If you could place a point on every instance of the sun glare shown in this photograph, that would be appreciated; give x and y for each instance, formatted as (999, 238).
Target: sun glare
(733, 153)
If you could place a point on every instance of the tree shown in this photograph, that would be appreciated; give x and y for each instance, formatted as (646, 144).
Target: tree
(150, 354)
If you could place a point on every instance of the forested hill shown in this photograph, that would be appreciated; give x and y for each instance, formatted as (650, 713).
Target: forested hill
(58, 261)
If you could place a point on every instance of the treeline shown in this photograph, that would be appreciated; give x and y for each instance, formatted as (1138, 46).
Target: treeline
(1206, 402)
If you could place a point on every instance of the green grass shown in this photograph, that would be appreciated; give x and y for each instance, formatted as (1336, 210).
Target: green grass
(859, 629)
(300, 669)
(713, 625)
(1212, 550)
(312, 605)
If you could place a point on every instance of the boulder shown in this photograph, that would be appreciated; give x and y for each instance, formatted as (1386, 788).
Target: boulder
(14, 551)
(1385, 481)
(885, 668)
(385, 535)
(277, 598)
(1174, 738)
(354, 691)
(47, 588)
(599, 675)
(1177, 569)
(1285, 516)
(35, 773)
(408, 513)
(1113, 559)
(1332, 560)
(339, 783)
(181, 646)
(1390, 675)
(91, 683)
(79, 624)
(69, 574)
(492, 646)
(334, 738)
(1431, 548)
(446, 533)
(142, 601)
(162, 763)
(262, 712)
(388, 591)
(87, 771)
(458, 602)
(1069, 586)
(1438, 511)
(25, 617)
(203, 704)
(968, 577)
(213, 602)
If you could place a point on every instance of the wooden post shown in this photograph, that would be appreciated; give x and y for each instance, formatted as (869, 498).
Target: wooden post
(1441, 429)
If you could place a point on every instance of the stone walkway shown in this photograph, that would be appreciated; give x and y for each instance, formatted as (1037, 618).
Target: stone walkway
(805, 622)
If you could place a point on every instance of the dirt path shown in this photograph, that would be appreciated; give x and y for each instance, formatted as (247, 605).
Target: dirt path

● ● ●

| Work required |
Lay out every line of the entries above as a Markdown table with the columns No and Line, numbering the rows and omitting blank lines.

| Completed task |
| No | Line |
|---|---|
| 1 | If you could place a point on every instance of the sun glare shown in this photograph, that would be appreciated; give x and y for each instance, formatted as (999, 238). |
| 2 | Target: sun glare |
| 3 | (733, 153) |
| 4 | If you could place a point on every instance of the tree shown in this photograph, that would be appreciated; give x and y for each instance, formatted as (646, 144). |
| 5 | Target: tree |
| 6 | (150, 354) |
| 7 | If you could place a point on every instance of the forested hill shown in this photograph, that would be appreciated; give x and y for each instance, formatted as (650, 713). |
| 8 | Target: forested hill |
| 9 | (58, 261) |
| 10 | If you could place a point on every instance of the treeline shown in this photograph, that would be appreciated; give x and y for each instance, formatted as (1138, 46). |
| 11 | Target: treeline |
| 12 | (1206, 402) |
| 13 | If you could place a point on every instance of the green grass shown in this photograph, that would be appreciated; give x and y for each instance, formatted as (1336, 210). |
| 14 | Target: green grass |
| 15 | (859, 629) |
| 16 | (300, 669) |
| 17 | (713, 625) |
| 18 | (1212, 550) |
| 19 | (312, 605) |
| 20 | If you could place a point on every instance of the boulder shown in this photograph, that would be appreciated; give x and y for each instance, formatted as (1386, 788). |
| 21 | Target: boulder |
| 22 | (14, 551) |
| 23 | (1385, 481) |
| 24 | (885, 668) |
| 25 | (385, 535) |
| 26 | (277, 598) |
| 27 | (1174, 738) |
| 28 | (354, 691) |
| 29 | (47, 588) |
| 30 | (599, 675) |
| 31 | (1177, 569) |
| 32 | (1285, 516) |
| 33 | (35, 773) |
| 34 | (408, 513) |
| 35 | (1113, 559) |
| 36 | (1332, 560) |
| 37 | (339, 783) |
| 38 | (181, 646) |
| 39 | (1390, 675) |
| 40 | (91, 683) |
| 41 | (79, 624) |
| 42 | (69, 574) |
| 43 | (492, 646) |
| 44 | (334, 738) |
| 45 | (1431, 548) |
| 46 | (446, 533) |
| 47 | (142, 601) |
| 48 | (162, 763) |
| 49 | (262, 712) |
| 50 | (388, 591) |
| 51 | (87, 771) |
| 52 | (458, 602) |
| 53 | (1069, 586) |
| 54 | (1438, 511) |
| 55 | (25, 617) |
| 56 | (203, 704) |
| 57 | (968, 577) |
| 58 | (213, 602) |
| 59 | If you could place a point on every instance of the wooden post shown in this photograph, that would be appreciated; give x and y for each instance, formatted as (869, 498). |
| 60 | Target: wooden post |
| 61 | (1441, 429) |
| 62 | If you could place a point on every instance of the stone walkway shown in this photograph, that would be appreciated; give x and y for each instance, formatted as (1037, 618). |
| 63 | Target: stone walkway |
| 64 | (805, 622) |
| 65 | If you could place a point on every instance of the dirt path shown in this photograph, that would be appreciated; give x and y for each instance, formatted as (247, 605). |
| 66 | Target: dirt path |